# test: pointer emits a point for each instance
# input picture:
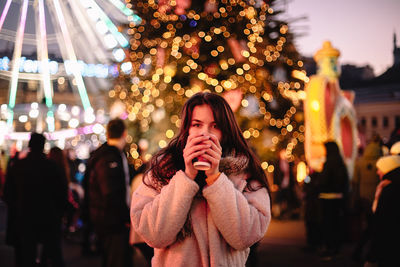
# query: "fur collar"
(231, 165)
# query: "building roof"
(384, 88)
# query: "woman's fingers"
(216, 141)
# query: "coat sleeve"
(241, 218)
(159, 216)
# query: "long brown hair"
(169, 160)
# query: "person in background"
(312, 212)
(395, 148)
(208, 215)
(135, 239)
(56, 155)
(36, 191)
(386, 220)
(109, 196)
(333, 190)
(286, 196)
(364, 184)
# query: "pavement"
(281, 246)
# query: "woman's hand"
(213, 155)
(196, 145)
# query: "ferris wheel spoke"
(108, 23)
(16, 61)
(43, 55)
(72, 56)
(89, 32)
(4, 14)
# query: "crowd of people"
(178, 214)
(361, 210)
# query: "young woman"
(209, 217)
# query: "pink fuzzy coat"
(225, 223)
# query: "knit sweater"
(226, 220)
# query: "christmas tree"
(236, 48)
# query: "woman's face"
(203, 122)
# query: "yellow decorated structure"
(329, 112)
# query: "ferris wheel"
(82, 35)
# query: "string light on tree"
(235, 48)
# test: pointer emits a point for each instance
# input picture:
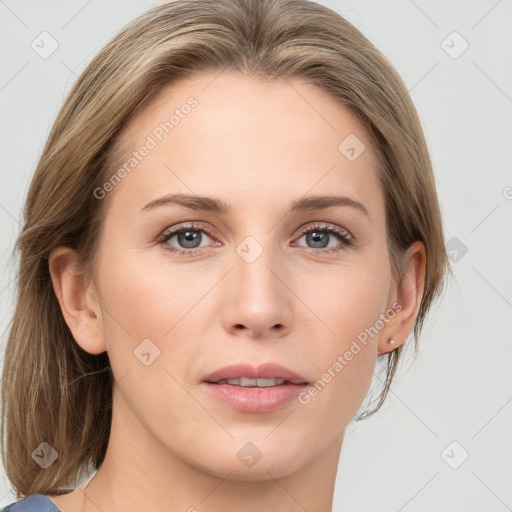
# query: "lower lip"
(255, 400)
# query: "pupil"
(189, 237)
(316, 239)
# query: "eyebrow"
(216, 206)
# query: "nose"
(258, 297)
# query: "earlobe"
(409, 292)
(76, 299)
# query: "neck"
(139, 473)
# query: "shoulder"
(32, 503)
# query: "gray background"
(459, 388)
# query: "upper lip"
(263, 371)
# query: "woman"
(233, 219)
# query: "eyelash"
(347, 240)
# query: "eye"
(320, 235)
(189, 237)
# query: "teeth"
(250, 383)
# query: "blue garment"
(32, 503)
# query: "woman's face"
(243, 286)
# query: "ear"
(77, 300)
(407, 299)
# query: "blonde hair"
(54, 391)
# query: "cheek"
(344, 356)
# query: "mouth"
(254, 389)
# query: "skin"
(257, 146)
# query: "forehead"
(244, 139)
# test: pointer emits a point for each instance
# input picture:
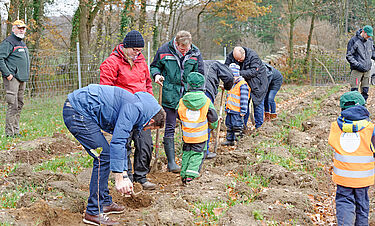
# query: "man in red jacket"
(126, 68)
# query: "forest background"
(322, 27)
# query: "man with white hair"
(15, 70)
(170, 68)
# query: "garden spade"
(220, 118)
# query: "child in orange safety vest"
(352, 138)
(236, 106)
(197, 114)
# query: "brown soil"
(292, 197)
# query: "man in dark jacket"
(214, 72)
(170, 68)
(359, 53)
(253, 71)
(114, 110)
(15, 69)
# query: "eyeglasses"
(137, 50)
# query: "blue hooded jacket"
(117, 112)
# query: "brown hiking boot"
(113, 208)
(98, 220)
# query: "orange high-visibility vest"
(353, 162)
(234, 96)
(194, 123)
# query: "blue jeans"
(352, 206)
(209, 130)
(88, 133)
(234, 124)
(258, 115)
(269, 101)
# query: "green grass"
(39, 118)
(9, 199)
(73, 163)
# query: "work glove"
(235, 69)
(159, 79)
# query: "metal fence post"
(79, 67)
(148, 53)
(225, 53)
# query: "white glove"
(159, 79)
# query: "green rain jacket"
(175, 71)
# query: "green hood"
(194, 100)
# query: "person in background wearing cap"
(15, 69)
(126, 67)
(88, 111)
(359, 53)
(352, 138)
(214, 72)
(253, 71)
(236, 106)
(170, 68)
(197, 113)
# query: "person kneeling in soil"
(236, 106)
(352, 137)
(197, 114)
(93, 108)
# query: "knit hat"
(368, 29)
(133, 39)
(351, 99)
(195, 81)
(19, 23)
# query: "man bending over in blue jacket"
(93, 108)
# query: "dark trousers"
(142, 155)
(352, 206)
(89, 134)
(170, 122)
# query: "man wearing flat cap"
(126, 68)
(15, 70)
(359, 53)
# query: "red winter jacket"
(116, 71)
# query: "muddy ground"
(300, 195)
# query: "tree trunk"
(308, 50)
(12, 14)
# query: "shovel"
(220, 119)
(156, 161)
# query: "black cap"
(134, 39)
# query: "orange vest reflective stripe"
(234, 97)
(194, 123)
(353, 162)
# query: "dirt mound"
(38, 150)
(43, 214)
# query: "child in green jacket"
(197, 114)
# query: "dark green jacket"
(14, 58)
(175, 71)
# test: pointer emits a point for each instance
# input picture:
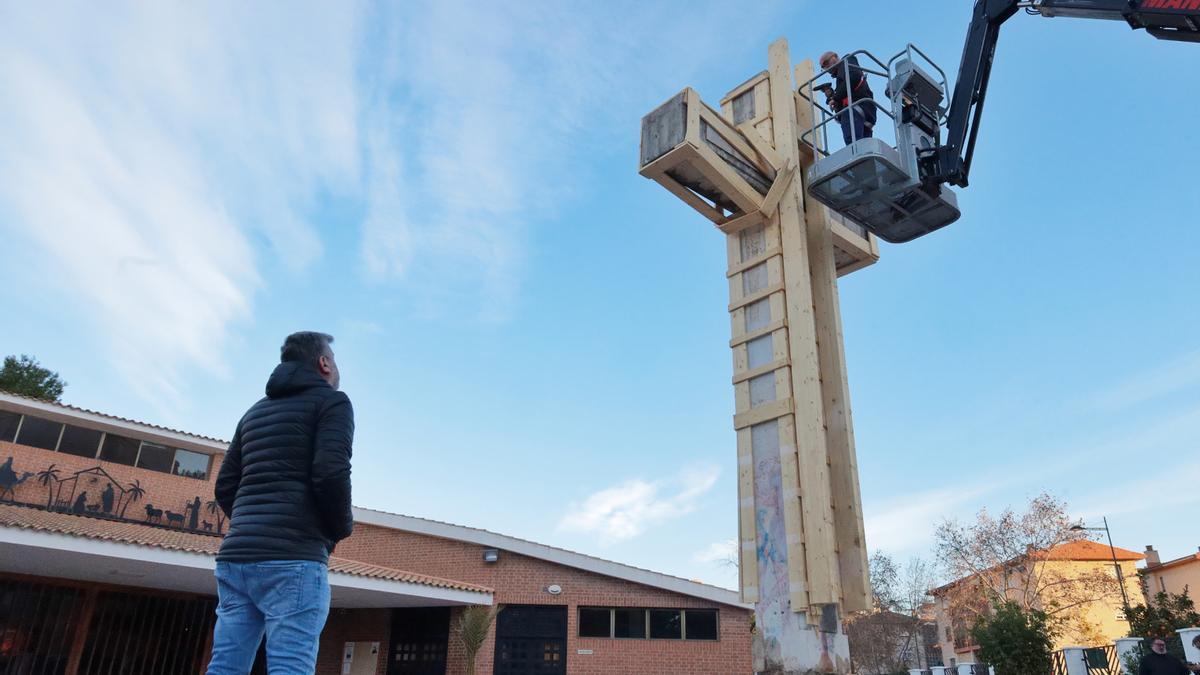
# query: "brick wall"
(523, 580)
(353, 626)
(163, 490)
(516, 579)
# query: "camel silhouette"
(9, 481)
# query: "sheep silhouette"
(154, 514)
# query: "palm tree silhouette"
(215, 508)
(133, 493)
(47, 478)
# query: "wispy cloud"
(720, 553)
(163, 165)
(633, 507)
(1177, 375)
(155, 154)
(906, 523)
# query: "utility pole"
(803, 553)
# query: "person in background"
(286, 487)
(850, 88)
(1158, 662)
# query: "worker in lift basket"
(849, 87)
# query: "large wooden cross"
(803, 554)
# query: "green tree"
(1017, 640)
(474, 625)
(1162, 617)
(23, 375)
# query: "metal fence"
(1099, 661)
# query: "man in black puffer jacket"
(286, 487)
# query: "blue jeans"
(287, 601)
(863, 124)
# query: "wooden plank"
(729, 180)
(762, 413)
(733, 137)
(798, 574)
(744, 374)
(783, 181)
(687, 196)
(748, 535)
(755, 261)
(765, 330)
(761, 145)
(813, 523)
(736, 223)
(754, 81)
(843, 465)
(756, 296)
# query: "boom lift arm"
(951, 161)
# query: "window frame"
(579, 626)
(21, 426)
(646, 622)
(717, 625)
(174, 460)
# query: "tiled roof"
(28, 518)
(113, 417)
(1175, 562)
(1089, 550)
(1078, 550)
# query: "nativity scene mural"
(96, 494)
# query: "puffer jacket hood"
(285, 482)
(292, 377)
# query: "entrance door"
(531, 640)
(419, 639)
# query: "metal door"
(531, 640)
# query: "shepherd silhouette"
(106, 499)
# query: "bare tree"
(1014, 557)
(888, 639)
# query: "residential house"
(1078, 578)
(1180, 575)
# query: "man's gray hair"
(305, 347)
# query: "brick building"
(108, 536)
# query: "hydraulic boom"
(951, 161)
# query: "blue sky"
(534, 336)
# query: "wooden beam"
(809, 466)
(843, 465)
(783, 181)
(761, 145)
(735, 225)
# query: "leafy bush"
(1015, 640)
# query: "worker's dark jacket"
(856, 85)
(1162, 664)
(286, 479)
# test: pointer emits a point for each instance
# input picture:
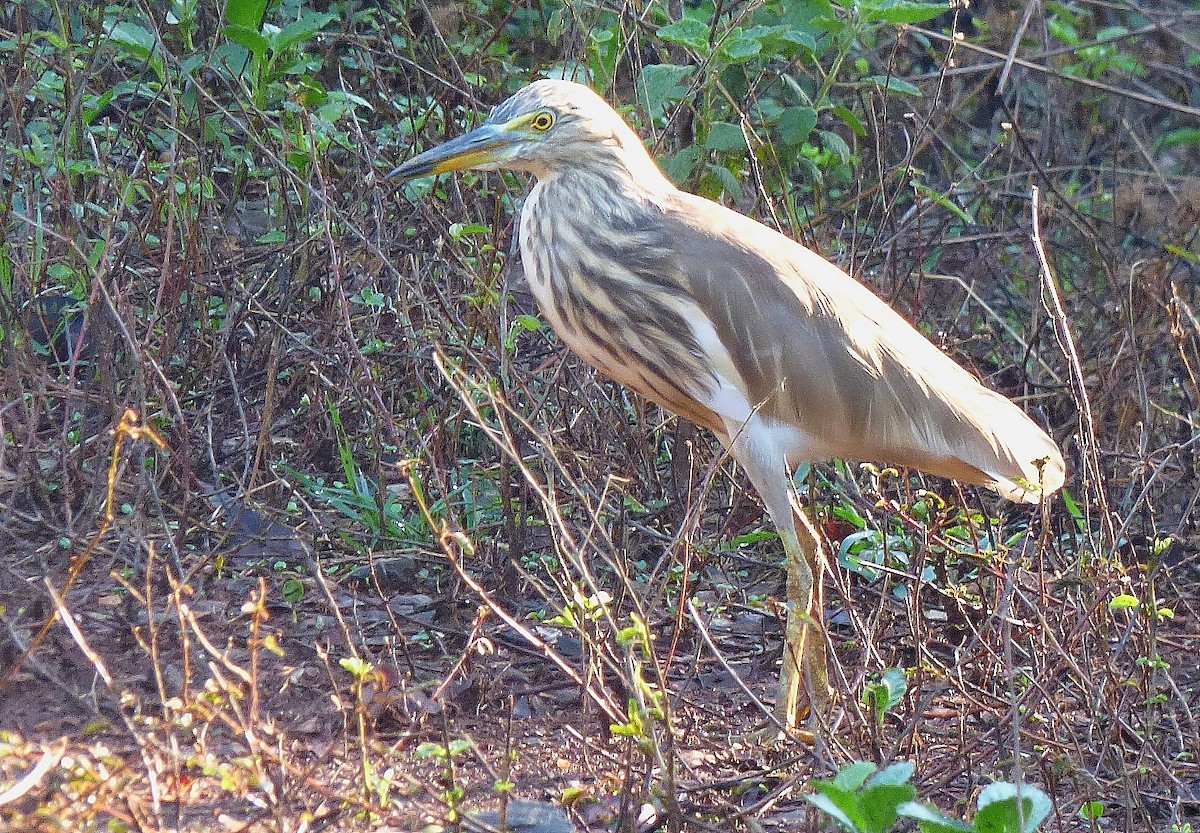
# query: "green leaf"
(249, 39)
(931, 820)
(247, 13)
(853, 775)
(738, 48)
(903, 11)
(141, 43)
(727, 181)
(1123, 601)
(877, 805)
(725, 136)
(659, 85)
(137, 40)
(796, 124)
(689, 31)
(299, 31)
(835, 144)
(850, 120)
(831, 808)
(882, 696)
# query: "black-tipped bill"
(485, 145)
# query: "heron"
(738, 328)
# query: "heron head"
(547, 126)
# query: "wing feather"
(817, 349)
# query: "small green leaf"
(931, 820)
(850, 120)
(1123, 601)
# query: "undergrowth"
(307, 519)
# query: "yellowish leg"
(804, 678)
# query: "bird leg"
(804, 678)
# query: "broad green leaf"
(877, 805)
(245, 13)
(137, 40)
(659, 85)
(738, 48)
(725, 136)
(249, 39)
(930, 820)
(827, 805)
(727, 181)
(850, 120)
(853, 775)
(299, 31)
(796, 124)
(835, 144)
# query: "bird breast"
(606, 281)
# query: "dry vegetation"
(306, 522)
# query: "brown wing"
(817, 349)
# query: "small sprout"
(1123, 601)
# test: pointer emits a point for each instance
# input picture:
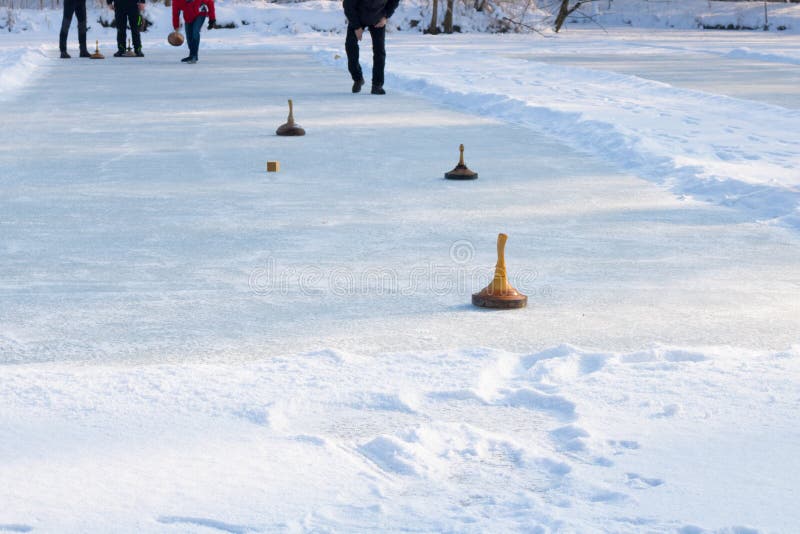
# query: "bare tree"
(448, 17)
(433, 27)
(565, 10)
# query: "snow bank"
(662, 439)
(18, 66)
(711, 147)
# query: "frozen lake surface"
(188, 343)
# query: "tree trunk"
(448, 17)
(433, 27)
(564, 11)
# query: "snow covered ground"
(188, 344)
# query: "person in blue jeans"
(194, 14)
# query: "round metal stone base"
(498, 302)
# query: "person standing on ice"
(194, 14)
(127, 11)
(371, 14)
(78, 8)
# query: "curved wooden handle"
(501, 251)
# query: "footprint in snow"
(668, 411)
(208, 523)
(637, 481)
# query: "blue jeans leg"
(193, 35)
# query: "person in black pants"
(371, 14)
(78, 8)
(127, 11)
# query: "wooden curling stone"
(129, 52)
(499, 294)
(97, 54)
(175, 38)
(290, 128)
(461, 171)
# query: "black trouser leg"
(133, 17)
(351, 46)
(66, 21)
(80, 13)
(121, 21)
(378, 54)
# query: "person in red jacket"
(194, 14)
========
Short exercise: Locate every line in the data above that contains the string "worker", matching case exactly, and copy each of those lines in full.

Response to the exercise:
# query: "worker in lift basket"
# query: "worker's dark jacket"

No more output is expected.